**Task prompt**
Output every line of the records below as a JSON list of strings, one string per line, with blank lines omitted. Leave the pictures out of the list.

**Entries provided**
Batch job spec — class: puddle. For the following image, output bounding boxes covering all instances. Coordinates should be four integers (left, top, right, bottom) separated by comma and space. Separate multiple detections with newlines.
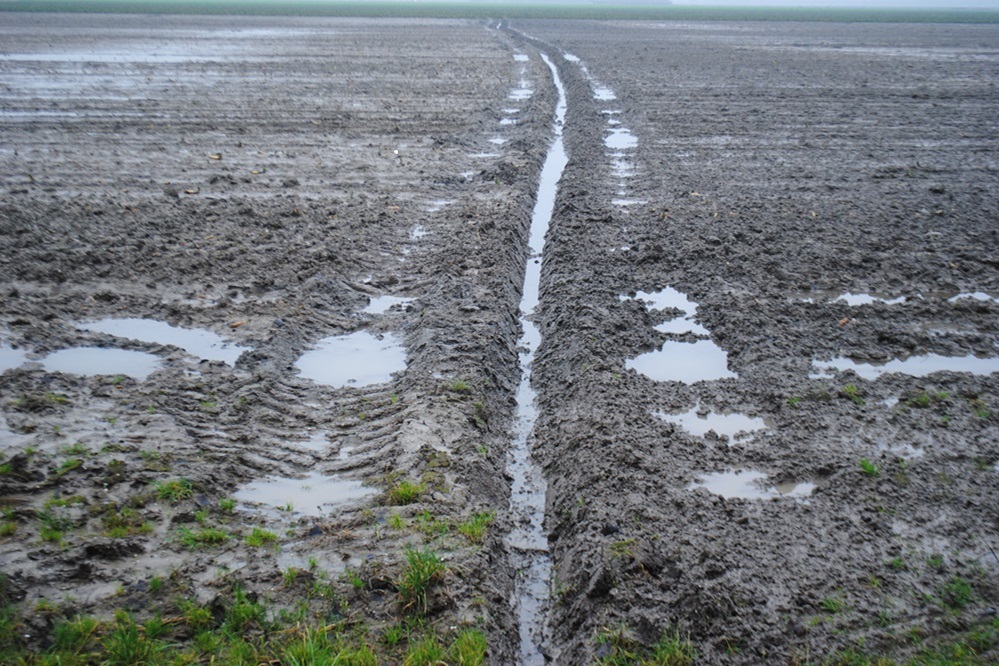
618, 286, 710, 335
611, 157, 635, 178
233, 472, 378, 517
808, 354, 999, 381
0, 343, 28, 372
882, 444, 926, 460
41, 347, 162, 381
833, 293, 908, 307
652, 405, 768, 442
604, 127, 638, 150
687, 470, 815, 499
76, 318, 250, 365
298, 432, 330, 451
947, 291, 996, 303
506, 54, 568, 666
361, 296, 413, 314
593, 85, 617, 102
625, 340, 738, 384
295, 331, 406, 388
427, 199, 454, 213
611, 199, 649, 207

**Result of the task**
[
  "Batch job spec — class: puddle. For the following image, output bounding boxes covering all instances. Coordinates should be four integers (left, top, right, bottom) separated by comma and space. Separate multiple detections with newlines.",
  "618, 286, 710, 335",
  "611, 157, 635, 178",
  "233, 472, 378, 517",
  "808, 354, 999, 381",
  "0, 343, 28, 372",
  "882, 444, 926, 460",
  "41, 347, 162, 381",
  "833, 293, 908, 307",
  "652, 405, 768, 442",
  "604, 127, 638, 150",
  "687, 470, 815, 499",
  "76, 318, 250, 365",
  "298, 432, 330, 451",
  "947, 291, 996, 303",
  "506, 54, 568, 666",
  "361, 296, 413, 314",
  "593, 85, 617, 102",
  "625, 340, 738, 384",
  "295, 331, 406, 388",
  "427, 199, 454, 213",
  "611, 199, 649, 207"
]